> _Instructions for the task_
This task calls for printing every entry exactly.

> _Available data_
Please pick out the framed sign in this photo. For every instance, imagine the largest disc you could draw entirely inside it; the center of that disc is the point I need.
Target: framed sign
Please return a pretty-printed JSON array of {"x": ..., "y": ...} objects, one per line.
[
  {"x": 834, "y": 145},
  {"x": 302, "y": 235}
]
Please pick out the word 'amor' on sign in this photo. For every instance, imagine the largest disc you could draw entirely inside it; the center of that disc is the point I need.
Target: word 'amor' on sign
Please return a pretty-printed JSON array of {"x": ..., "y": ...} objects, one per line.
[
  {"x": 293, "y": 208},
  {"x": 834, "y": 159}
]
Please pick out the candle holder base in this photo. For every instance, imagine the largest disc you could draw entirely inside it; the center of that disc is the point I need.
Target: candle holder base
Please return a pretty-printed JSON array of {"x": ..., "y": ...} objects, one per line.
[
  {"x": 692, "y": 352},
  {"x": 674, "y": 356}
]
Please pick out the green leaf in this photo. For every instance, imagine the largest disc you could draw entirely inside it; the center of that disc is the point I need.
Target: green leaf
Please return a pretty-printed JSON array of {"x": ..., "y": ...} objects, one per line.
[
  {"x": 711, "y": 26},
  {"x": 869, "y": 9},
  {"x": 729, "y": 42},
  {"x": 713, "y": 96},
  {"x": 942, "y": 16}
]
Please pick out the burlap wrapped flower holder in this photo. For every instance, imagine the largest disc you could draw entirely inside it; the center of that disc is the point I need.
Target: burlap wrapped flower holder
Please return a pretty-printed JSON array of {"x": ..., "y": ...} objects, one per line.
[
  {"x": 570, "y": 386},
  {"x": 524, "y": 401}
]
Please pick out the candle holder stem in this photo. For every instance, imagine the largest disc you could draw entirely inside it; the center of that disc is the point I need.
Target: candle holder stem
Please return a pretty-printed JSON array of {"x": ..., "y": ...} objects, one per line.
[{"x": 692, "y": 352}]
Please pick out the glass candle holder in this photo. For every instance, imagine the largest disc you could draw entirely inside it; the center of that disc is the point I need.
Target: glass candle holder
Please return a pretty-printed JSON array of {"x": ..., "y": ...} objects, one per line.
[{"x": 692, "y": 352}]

> _Solution to this task_
Please pick out the framed sign in this photo. For every instance, imagine the largest disc you could draw entirely inside it; the center of that disc is the point I need.
Target: framed sign
Please return a pretty-printed JSON array of {"x": ..., "y": ...} objects, one per line.
[
  {"x": 834, "y": 145},
  {"x": 302, "y": 235}
]
Please pick out the word 'amor' on sign in this photo. For every instance, imagine the largest disc you could draw entirely inside it; the center of that disc is the point I need.
Target: word 'amor' on sign
Please return a pretty-printed JSON array of {"x": ..., "y": ...} objects, one per line.
[
  {"x": 293, "y": 208},
  {"x": 834, "y": 159}
]
Please pick out the candle holder base in this photo. For every instance, imagine the largest disc you could draw entirely inside it; the center of that disc is the point I need.
Target: candle holder base
Please return a pretty-printed JSON array of {"x": ..., "y": ...} objects, one per line.
[
  {"x": 692, "y": 352},
  {"x": 674, "y": 356}
]
Please pick out the green leaf in this photo. For every instance, imagine the largest disc you could draw entirely inside it; the center of that disc is the point I need.
Target: green leaf
Please return a pretty-printed JSON array of {"x": ..., "y": ...} objects, one per line.
[
  {"x": 711, "y": 26},
  {"x": 869, "y": 9},
  {"x": 729, "y": 42},
  {"x": 713, "y": 96},
  {"x": 942, "y": 16}
]
Please pick out the burlap wrapped flower holder in this photo. For every instance, imagine the largest disc you could draw entirely inside it; the center of that disc is the point I need.
Target: burlap wrapped flower holder
Please return a pretty-printed JSON array of {"x": ..., "y": ...} objects, one per line.
[
  {"x": 570, "y": 386},
  {"x": 524, "y": 401}
]
Please pick out the candle holder stem in this photo. For every instance, imagine the largest disc you could draw entirely inside it; the center of that disc is the point I need.
Target: candle holder stem
Please return a pretty-printed JSON array of {"x": ..., "y": ...} objects, one per line.
[{"x": 692, "y": 352}]
Please pick out the glass candle holder in this photo. For every instance, imagine the largest disc you could draw entirely inside it; the center of that disc is the point I need.
Target: glass candle holder
Please return a pretty-printed JSON array of {"x": ..., "y": ...} objects, one per line.
[{"x": 692, "y": 352}]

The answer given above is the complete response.